- **WRITTEN EXERCISE**
Copy the lines from the one with "Annotation guideline: for every instance of the tree" to the one with "<point>1281,211</point>", swapping "tree trunk" for "tree stump" and leaving everything else unchanged.

- **AVAILABLE RECORDS**
## Begin
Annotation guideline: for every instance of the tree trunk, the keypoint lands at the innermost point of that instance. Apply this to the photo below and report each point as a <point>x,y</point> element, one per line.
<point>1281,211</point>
## End
## Begin
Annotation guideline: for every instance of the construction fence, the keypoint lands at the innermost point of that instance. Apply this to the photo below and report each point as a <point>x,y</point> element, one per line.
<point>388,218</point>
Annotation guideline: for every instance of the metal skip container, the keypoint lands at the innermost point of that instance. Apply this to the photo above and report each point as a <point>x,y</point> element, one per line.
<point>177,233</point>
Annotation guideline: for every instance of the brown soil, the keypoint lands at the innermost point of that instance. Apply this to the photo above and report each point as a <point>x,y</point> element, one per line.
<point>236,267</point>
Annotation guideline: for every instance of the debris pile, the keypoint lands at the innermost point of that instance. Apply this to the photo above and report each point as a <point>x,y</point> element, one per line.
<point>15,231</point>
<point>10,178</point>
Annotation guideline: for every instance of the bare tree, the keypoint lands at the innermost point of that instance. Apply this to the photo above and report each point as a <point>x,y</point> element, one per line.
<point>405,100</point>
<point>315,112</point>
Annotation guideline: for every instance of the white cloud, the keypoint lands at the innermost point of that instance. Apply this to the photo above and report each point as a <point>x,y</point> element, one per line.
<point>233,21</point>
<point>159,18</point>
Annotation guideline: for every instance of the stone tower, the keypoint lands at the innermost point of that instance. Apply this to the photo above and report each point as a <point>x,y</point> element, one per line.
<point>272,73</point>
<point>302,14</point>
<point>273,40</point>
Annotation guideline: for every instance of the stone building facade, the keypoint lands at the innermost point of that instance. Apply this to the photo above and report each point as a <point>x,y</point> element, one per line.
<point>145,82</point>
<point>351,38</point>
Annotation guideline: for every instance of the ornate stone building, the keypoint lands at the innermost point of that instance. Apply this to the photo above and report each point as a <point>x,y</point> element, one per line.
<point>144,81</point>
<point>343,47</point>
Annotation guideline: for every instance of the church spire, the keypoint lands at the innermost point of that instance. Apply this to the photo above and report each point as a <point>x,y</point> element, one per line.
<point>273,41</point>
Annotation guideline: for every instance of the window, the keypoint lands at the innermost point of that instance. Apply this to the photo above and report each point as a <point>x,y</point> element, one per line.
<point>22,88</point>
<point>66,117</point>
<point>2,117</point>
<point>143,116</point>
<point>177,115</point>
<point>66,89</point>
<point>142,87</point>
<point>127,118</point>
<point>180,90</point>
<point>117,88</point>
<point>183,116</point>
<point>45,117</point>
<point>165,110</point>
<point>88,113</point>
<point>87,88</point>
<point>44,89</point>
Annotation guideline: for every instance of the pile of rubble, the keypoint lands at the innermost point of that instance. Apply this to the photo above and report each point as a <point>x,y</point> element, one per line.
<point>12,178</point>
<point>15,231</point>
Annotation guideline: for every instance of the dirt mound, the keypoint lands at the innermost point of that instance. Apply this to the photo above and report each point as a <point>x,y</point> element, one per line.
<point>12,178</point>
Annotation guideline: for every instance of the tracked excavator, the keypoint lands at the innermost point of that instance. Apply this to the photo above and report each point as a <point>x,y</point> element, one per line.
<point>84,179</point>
## End
- **OUTPUT OF THE TASK**
Annotation guideline: for every instance of the tree stump, the keypoint lands at the innermost point of that instance. Apply this to the photo below and report each point as a <point>x,y</point> element, one per line.
<point>1281,211</point>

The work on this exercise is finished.